Your answer is every line of the material below in which the string "order" occurs.
+++
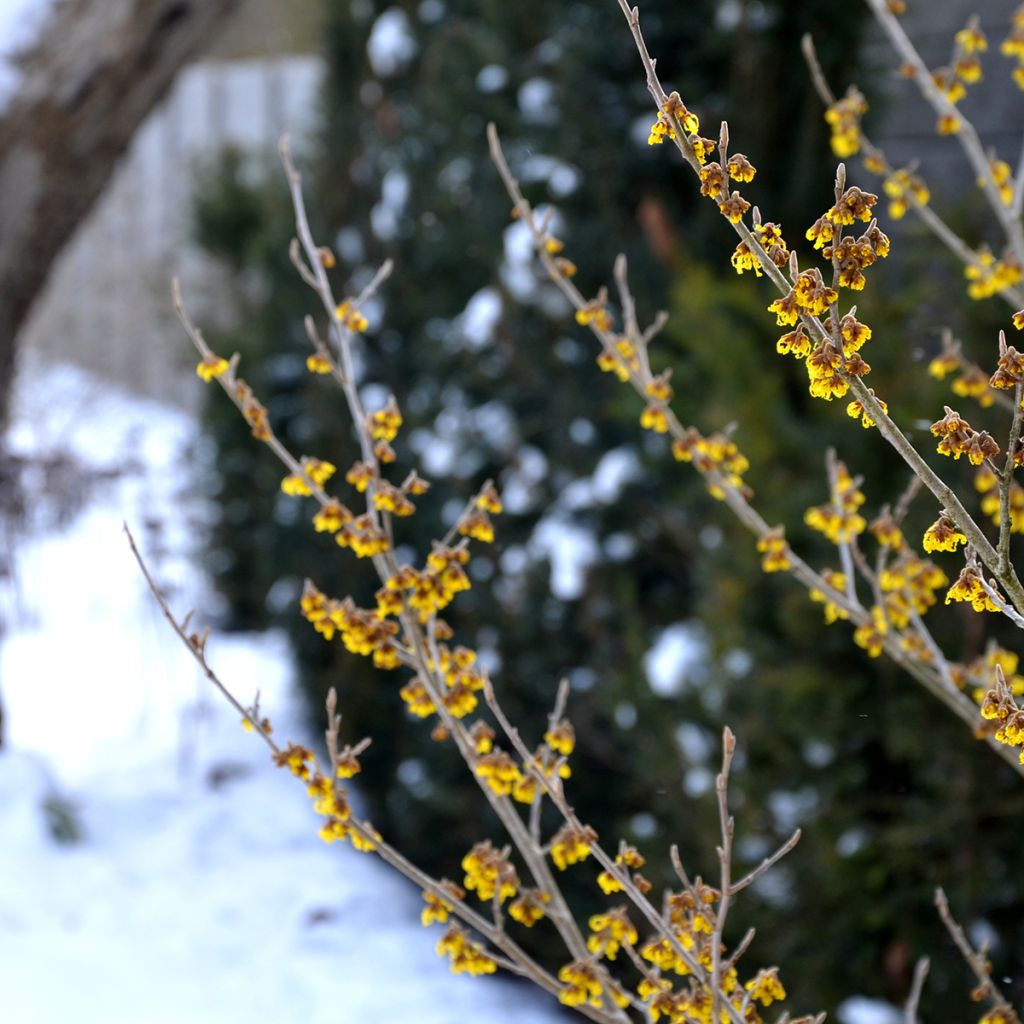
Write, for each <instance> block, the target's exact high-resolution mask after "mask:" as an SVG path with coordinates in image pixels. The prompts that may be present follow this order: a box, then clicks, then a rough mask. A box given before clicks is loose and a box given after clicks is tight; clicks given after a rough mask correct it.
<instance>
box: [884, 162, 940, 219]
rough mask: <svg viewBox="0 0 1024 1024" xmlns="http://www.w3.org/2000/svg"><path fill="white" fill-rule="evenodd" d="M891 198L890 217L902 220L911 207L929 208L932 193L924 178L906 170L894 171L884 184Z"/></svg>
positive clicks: (888, 196)
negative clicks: (906, 211)
mask: <svg viewBox="0 0 1024 1024" xmlns="http://www.w3.org/2000/svg"><path fill="white" fill-rule="evenodd" d="M882 187H883V189H884V190H885V194H886V196H888V197H889V216H890V217H892V218H893V220H901V219H902V218H903V217H904V216H906V211H907V210H908V209H909V208H910V207H911V206H928V202H929V200H930V199H931V198H932V193H931V190H930V189H929V187H928V185H927V184H925V181H924V179H923V178H921V177H920V176H919V175H916V174H914V173H912V172H911V171H909V170H906V169H900V170H898V171H893V173H892V174H890V175H889V177H887V178H886V179H885V181H884V182H883V183H882Z"/></svg>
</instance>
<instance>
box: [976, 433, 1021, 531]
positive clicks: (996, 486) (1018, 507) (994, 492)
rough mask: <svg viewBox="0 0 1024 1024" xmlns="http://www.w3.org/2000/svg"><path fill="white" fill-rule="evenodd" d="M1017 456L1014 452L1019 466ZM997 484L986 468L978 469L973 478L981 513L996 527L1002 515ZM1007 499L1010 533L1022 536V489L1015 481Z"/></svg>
mask: <svg viewBox="0 0 1024 1024" xmlns="http://www.w3.org/2000/svg"><path fill="white" fill-rule="evenodd" d="M1017 455H1018V454H1017V452H1015V453H1014V463H1015V464H1018V465H1019V463H1018V461H1017ZM998 483H999V481H998V478H997V477H996V475H995V474H994V473H993V472H992V471H991V470H990V469H989V468H988V467H987V466H985V467H983V468H981V469H979V470H978V473H977V475H976V476H975V478H974V486H975V489H976V490H977V492H978V493H979V494H980V495H981V511H982V513H983V514H984V515H987V516H988V517H989V519H991V520H992V522H993V523H995V525H996V526H998V525H999V524H1000V520H1001V513H1002V507H1001V503H1000V500H999V489H998ZM1009 497H1010V502H1009V506H1010V507H1009V512H1010V532H1011V534H1024V487H1021V485H1020V484H1019V483H1018V482H1017V481H1016V480H1011V481H1010V496H1009Z"/></svg>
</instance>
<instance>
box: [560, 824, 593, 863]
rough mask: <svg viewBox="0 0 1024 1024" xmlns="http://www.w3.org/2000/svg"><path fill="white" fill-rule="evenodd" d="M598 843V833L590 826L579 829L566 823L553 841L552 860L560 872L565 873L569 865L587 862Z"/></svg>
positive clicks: (572, 825) (562, 827) (588, 825)
mask: <svg viewBox="0 0 1024 1024" xmlns="http://www.w3.org/2000/svg"><path fill="white" fill-rule="evenodd" d="M596 842H597V833H596V831H594V829H593V828H591V827H590V826H589V825H584V826H583V827H582V828H578V827H577V826H575V825H572V824H568V823H566V824H564V825H562V827H561V828H559V829H558V831H557V833H555V835H554V837H553V838H552V840H551V859H552V860H553V861H554V862H555V866H556V867H557V868H558V869H559V870H560V871H564V870H565V868H566V867H568V866H569V864H578V863H580V861H582V860H586V859H587V858H588V857H589V856H590V852H591V848H592V847H593V846H594V844H595V843H596Z"/></svg>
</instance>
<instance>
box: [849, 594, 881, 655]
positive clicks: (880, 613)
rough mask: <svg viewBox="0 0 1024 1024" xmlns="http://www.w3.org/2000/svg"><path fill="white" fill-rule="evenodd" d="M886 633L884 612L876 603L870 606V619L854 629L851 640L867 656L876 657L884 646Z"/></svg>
mask: <svg viewBox="0 0 1024 1024" xmlns="http://www.w3.org/2000/svg"><path fill="white" fill-rule="evenodd" d="M888 633H889V625H888V623H887V622H886V616H885V612H884V611H883V610H882V608H880V607H879V606H878V605H877V604H876V605H873V606H872V607H871V617H870V620H869V621H868V622H867V623H864V624H863V625H862V626H858V627H857V629H856V630H854V633H853V642H854V643H855V644H856V645H857V646H858V647H863V648H864V650H866V651H867V654H868V656H869V657H878V656H879V655H880V654H881V653H882V650H883V647H884V646H885V642H886V636H887V635H888Z"/></svg>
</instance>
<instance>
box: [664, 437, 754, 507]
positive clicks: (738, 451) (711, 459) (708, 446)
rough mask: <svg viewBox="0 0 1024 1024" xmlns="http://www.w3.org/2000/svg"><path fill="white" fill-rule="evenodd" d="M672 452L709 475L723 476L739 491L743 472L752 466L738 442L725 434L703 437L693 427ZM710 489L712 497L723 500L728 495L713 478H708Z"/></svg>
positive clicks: (678, 440) (723, 476) (709, 488)
mask: <svg viewBox="0 0 1024 1024" xmlns="http://www.w3.org/2000/svg"><path fill="white" fill-rule="evenodd" d="M672 455H673V457H674V458H675V459H676V460H677V461H678V462H692V463H693V466H694V468H695V469H696V470H697V471H698V472H699V473H701V474H703V475H706V476H707V475H709V474H715V475H721V476H722V477H724V479H725V482H726V483H728V484H730V485H731V486H733V487H736V488H737V489H738V490H740V492H744V490H745V487H744V484H743V475H742V474H743V473H745V472H746V470H748V469H750V468H751V464H750V462H749V461H748V459H746V456H744V455H743V454H742V452H740V451H739V449H738V447H737V446H736V444H735V442H734V441H732V440H731V439H730V438H728V437H726V436H725V434H721V433H717V434H712V435H711V436H710V437H703V436H702V435H701V434H700V433H699V432H698V431H696V430H694V429H693V428H690V429H689V430H687V431H686V433H685V434H684V435H683V436H682V437H677V438H676V439H675V440H674V441H673V442H672ZM708 490H709V492H710V494H711V496H712V497H713V498H717V499H719V500H721V499H723V498H724V497H725V492H724V490H723V489H722V487H721V486H720V485H719V484H718V483H717V482H716V481H715V479H714V477H713V478H712V480H710V481H709V484H708Z"/></svg>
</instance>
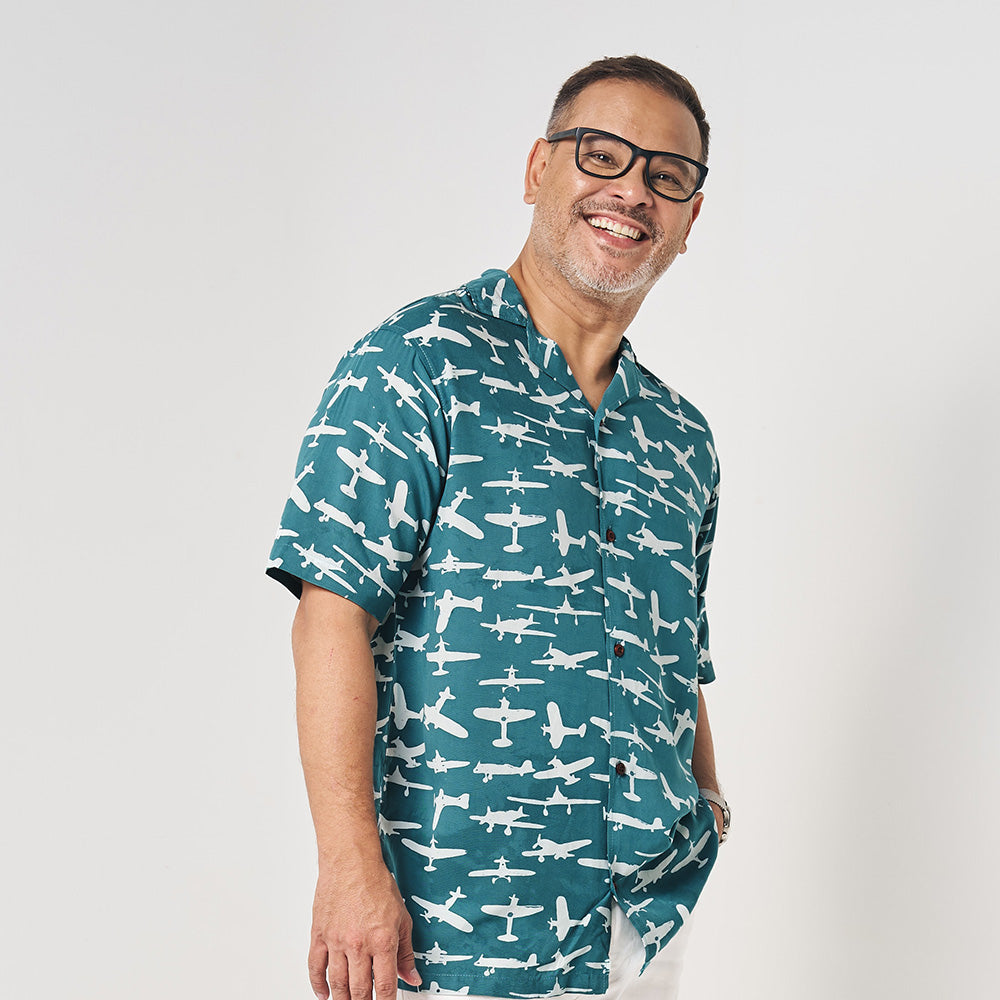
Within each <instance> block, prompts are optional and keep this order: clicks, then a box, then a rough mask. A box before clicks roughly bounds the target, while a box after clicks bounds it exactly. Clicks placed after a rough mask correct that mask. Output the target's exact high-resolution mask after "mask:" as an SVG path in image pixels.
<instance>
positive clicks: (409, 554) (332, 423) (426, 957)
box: [268, 271, 719, 996]
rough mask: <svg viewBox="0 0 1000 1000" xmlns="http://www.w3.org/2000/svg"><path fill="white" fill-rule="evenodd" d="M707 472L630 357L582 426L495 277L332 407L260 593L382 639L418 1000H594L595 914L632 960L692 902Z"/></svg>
mask: <svg viewBox="0 0 1000 1000" xmlns="http://www.w3.org/2000/svg"><path fill="white" fill-rule="evenodd" d="M718 478H719V477H718V466H717V462H716V457H715V451H714V448H713V444H712V438H711V434H710V432H709V430H708V427H707V424H706V422H705V419H704V417H703V416H702V415H701V413H699V412H698V410H696V409H695V408H694V407H693V406H691V404H690V403H688V402H687V401H686V400H685V399H683V398H682V397H681V396H680V395H678V394H677V393H676V392H675V391H674V390H673V389H671V388H670V387H669V386H667V385H665V384H664V383H663V382H661V381H660V380H659V379H657V378H656V377H655V376H653V375H652V374H650V373H649V372H648V371H646V369H645V368H643V367H642V366H641V365H639V364H638V362H637V361H636V360H635V357H634V355H633V353H632V350H631V348H630V347H629V345H628V343H627V342H626V341H623V342H622V347H621V350H620V352H619V357H618V367H617V371H616V373H615V376H614V378H613V379H612V382H611V385H610V386H609V387H608V389H607V391H606V392H605V394H604V398H603V399H602V401H601V405H600V407H599V408H598V410H597V412H596V413H594V412H593V411H592V410H591V408H590V406H589V405H588V403H587V401H586V399H585V398H584V397H583V394H582V393H581V391H580V389H579V387H578V386H577V384H576V381H575V379H574V378H573V375H572V373H571V372H570V370H569V368H568V366H567V364H566V361H565V359H564V357H563V355H562V352H561V351H560V349H559V347H558V346H557V345H556V344H555V343H554V342H553V341H551V340H548V339H546V338H545V337H542V336H541V335H540V334H539V333H538V332H537V330H536V329H535V327H534V325H533V323H532V322H531V319H530V317H529V316H528V313H527V310H526V308H525V306H524V303H523V301H522V299H521V297H520V295H519V293H518V290H517V287H516V285H515V284H514V282H513V281H512V280H511V278H510V277H509V276H508V275H507V274H505V273H504V272H503V271H487V272H486V273H485V274H484V275H482V277H480V278H478V279H476V280H475V281H471V282H469V283H468V284H467V285H465V286H464V287H462V288H459V289H456V290H454V291H451V292H447V293H445V294H442V295H437V296H432V297H430V298H426V299H423V300H421V301H419V302H415V303H413V304H412V305H409V306H406V307H405V308H403V309H401V310H399V312H397V313H396V314H394V315H393V316H391V317H390V318H389V319H388V320H386V321H385V322H384V323H383V324H382V325H381V326H379V327H378V328H377V329H376V330H374V331H373V332H372V333H370V334H369V335H368V336H366V337H365V338H364V339H362V340H361V341H360V342H359V343H358V344H357V345H356V346H355V347H354V348H353V349H352V350H351V351H349V352H348V354H347V355H346V356H345V357H344V359H343V360H342V361H341V363H340V365H339V367H338V368H337V370H336V372H335V374H334V376H333V378H332V379H331V380H330V382H329V384H328V385H327V387H326V391H325V392H324V394H323V398H322V400H321V402H320V405H319V408H318V410H317V411H316V415H315V417H314V419H313V421H312V423H311V425H310V427H309V429H308V430H307V432H306V436H305V440H304V441H303V444H302V448H301V451H300V455H299V464H298V469H297V473H296V477H295V485H294V487H293V489H292V495H291V497H290V499H289V501H288V503H287V504H286V507H285V511H284V514H283V517H282V521H281V528H280V530H279V532H278V537H277V539H276V540H275V543H274V547H273V549H272V552H271V562H270V564H269V568H268V573H269V574H270V575H272V576H274V577H275V578H276V579H278V580H280V581H281V582H282V583H284V584H285V585H286V586H287V587H288V588H289V589H291V590H292V591H293V592H294V593H296V594H298V593H299V592H300V591H301V581H302V580H307V581H309V582H310V583H314V584H316V585H317V586H320V587H324V588H326V589H328V590H331V591H333V592H335V593H337V594H340V595H342V596H344V597H346V598H348V599H349V600H351V601H353V602H354V603H356V604H358V605H360V606H361V607H362V608H364V609H365V610H366V611H368V612H369V613H370V614H371V615H373V616H374V617H375V618H376V619H377V620H378V621H379V622H380V623H381V625H380V627H379V629H378V632H377V633H376V636H375V639H374V641H373V644H372V648H373V652H374V658H375V680H376V683H377V689H378V704H379V711H378V729H377V733H376V741H375V755H374V792H375V797H376V800H377V805H378V813H379V826H380V830H381V835H382V846H383V853H384V856H385V860H386V863H387V864H388V866H389V868H390V870H391V871H392V872H393V874H394V876H395V878H396V881H397V882H398V884H399V887H400V890H401V892H402V894H403V897H404V900H405V901H406V905H407V908H408V909H409V912H410V914H411V915H412V917H413V921H414V929H413V944H414V950H415V952H416V956H417V968H418V969H419V971H420V975H421V976H422V978H423V981H424V989H428V988H430V986H431V983H437V984H438V986H439V987H440V988H441V989H442V990H451V991H459V990H462V989H464V988H465V987H468V990H467V992H468V993H470V994H472V995H477V994H480V995H489V996H554V995H557V994H559V993H560V992H562V991H565V990H570V991H582V992H593V993H598V994H600V993H603V992H605V991H606V990H607V985H608V946H609V942H610V930H609V928H610V922H609V918H610V907H611V899H612V897H614V898H615V899H616V900H617V901H618V903H619V904H620V905H621V906H622V907H623V908H624V910H625V912H626V914H627V915H628V917H629V919H630V920H631V922H632V923H633V925H634V926H635V927H636V929H637V930H638V932H639V933H640V935H642V938H643V942H644V944H645V947H646V959H647V962H648V961H649V959H651V958H652V957H653V956H654V955H655V954H656V952H657V951H658V950H659V949H660V948H661V947H662V946H663V945H664V944H665V943H666V942H667V941H668V940H669V939H670V938H671V937H672V936H673V934H674V933H676V932H677V930H678V929H679V928H680V926H681V924H682V923H683V921H684V919H685V917H686V916H687V915H688V913H689V912H690V910H691V909H692V908H693V906H694V904H695V901H696V900H697V898H698V895H699V893H700V892H701V889H702V887H703V885H704V883H705V880H706V879H707V877H708V873H709V871H710V869H711V867H712V865H713V863H714V860H715V856H716V852H717V850H718V841H717V836H716V833H715V824H714V819H713V814H712V810H711V808H710V806H709V805H708V803H707V802H706V801H705V800H704V799H703V798H700V797H699V794H698V788H697V784H696V782H695V780H694V777H693V776H692V772H691V756H692V748H693V746H694V728H695V723H696V721H697V714H698V684H699V683H706V682H708V681H711V680H712V679H713V677H714V673H713V668H712V662H711V658H710V655H709V651H708V623H707V619H706V616H705V602H704V592H705V583H706V577H707V574H708V561H709V553H710V550H711V546H712V538H713V534H714V530H715V511H716V500H717V494H718ZM407 988H410V987H407Z"/></svg>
+++
● Output below
Write, for each <instance> block, the target's exact high-resolution mask after "mask:" as an SVG path with coordinates in image pixels. The prompts that may be present follow this order: a box, then clicks, then a rough mask. A box given before clicks is loose and a box given after clicks is tight; clicks given after a rough mask correct it.
Within each <instance> block, prompts are optional and keep this order: clicks, then a box, then a rough mask. A box before clicks roughly bounds the target, while a box after clicks bounds it exactly. Clicks placed after a rough mask correct that mask. Output the target's exact high-resolution mask after "mask:" as an SVG path in image pixels.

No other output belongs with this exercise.